* Goal:
Continue the article on shareholder trends for the 2024 AGM season, starting right after its last sentence.

As we step into 2024 AGM season, it's clear that shareholder voices are getting louder, both from institutional and retail investors.

Retail shareholders have risen in prominence in recent years, fuelled by the availability of DIY investing apps. These investors aren't just in it for the money; they want to have a say on how companies are run

At the same time, institutional investors are using their financial power to push companies to be more environmentally conscious and accountable.

There's a noticeable shift happening where decision-making power is moving from company boards to investors, signalling a move towards shareholder democracy.

But there's still a lot of work to do. This year is crucial for improving shareholder access and governance. By learning from past mistakes and successes, businesses can make real change happen. Here are the top four trends shaping the investment landscape in 2024 and how we can improve the shareholder system.

The rise of the DIY investor

In the UK, retail ownership of shares has grown to 13.5%, a significant increase of 30% since 2010. While individually their holdings may not match those of institutions, their combined impact is increasingly noticeable. In 2023, retail investor turnout at AGMs soared, sparking discussions on ESG, executive pay, and diversity across a spectrum of meetings.

* Collected material:
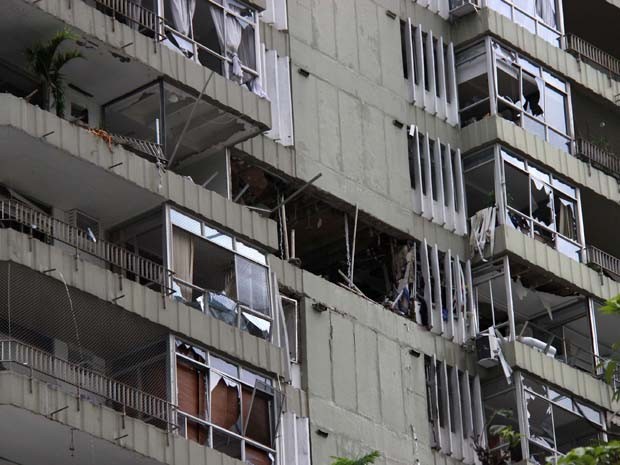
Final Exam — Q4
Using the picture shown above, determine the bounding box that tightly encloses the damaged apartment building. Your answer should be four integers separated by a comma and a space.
0, 0, 620, 465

* Response:
Shareholder voice will only get louder in 2024. As companies begin to gear up to organise their AGMs this year, facilitating shareholder participation therefore becomes crucial. Prioritising open discussion, and debate at these meetings is not something businesses should shy away from this year.

The reality is the businesses that actively engage with stakeholders and embrace diverse perspectives at their AGMs are better positioned for success. On the other hand, those that exclude shareholders will suffer the consequences.

Moving beyond the AGM

With shareholders increasingly eager to engage, the prominence of IR meetings is also on the rise. While the AGM remains a cornerstone event in the shareholder calendar, offering investors multiple platforms to voice their opinions throughout the year is becoming essential. This trend gained momentum in 2023, with major players like Shell and BP organising a series of IR meetings to maintain engagement. 

To facilitate this, businesses need to increase access to their investment relations calendars and proactively communicate these meetings. These gatherings offer regular opportunities for shareholders to raise any concerns, preventing issues from spilling over throughout the year.

Mending relations between boards and institutional investors

With some progress, we have seen relationships strain, especially with boards and institutional investors. Earlier this year, The Investor Forum expanded its efforts to include listed companies, aiming to improve dialogue between boards and institutional investors.

For some time, tensions have simmered between major investors and company boards. Investors hesitate to approve substantial pay raises for executives and many feel that their concerns are overlooked during crucial company meetings where votes are cast.

Repairing these relationships in 2024 demands concerted effort from both parties. Boards must prioritise transparency in their communications and decision-making processes. This means providing clear information about company performance, strategies, and governance. Boards must also hold themselves accountable before institutional investors intervene.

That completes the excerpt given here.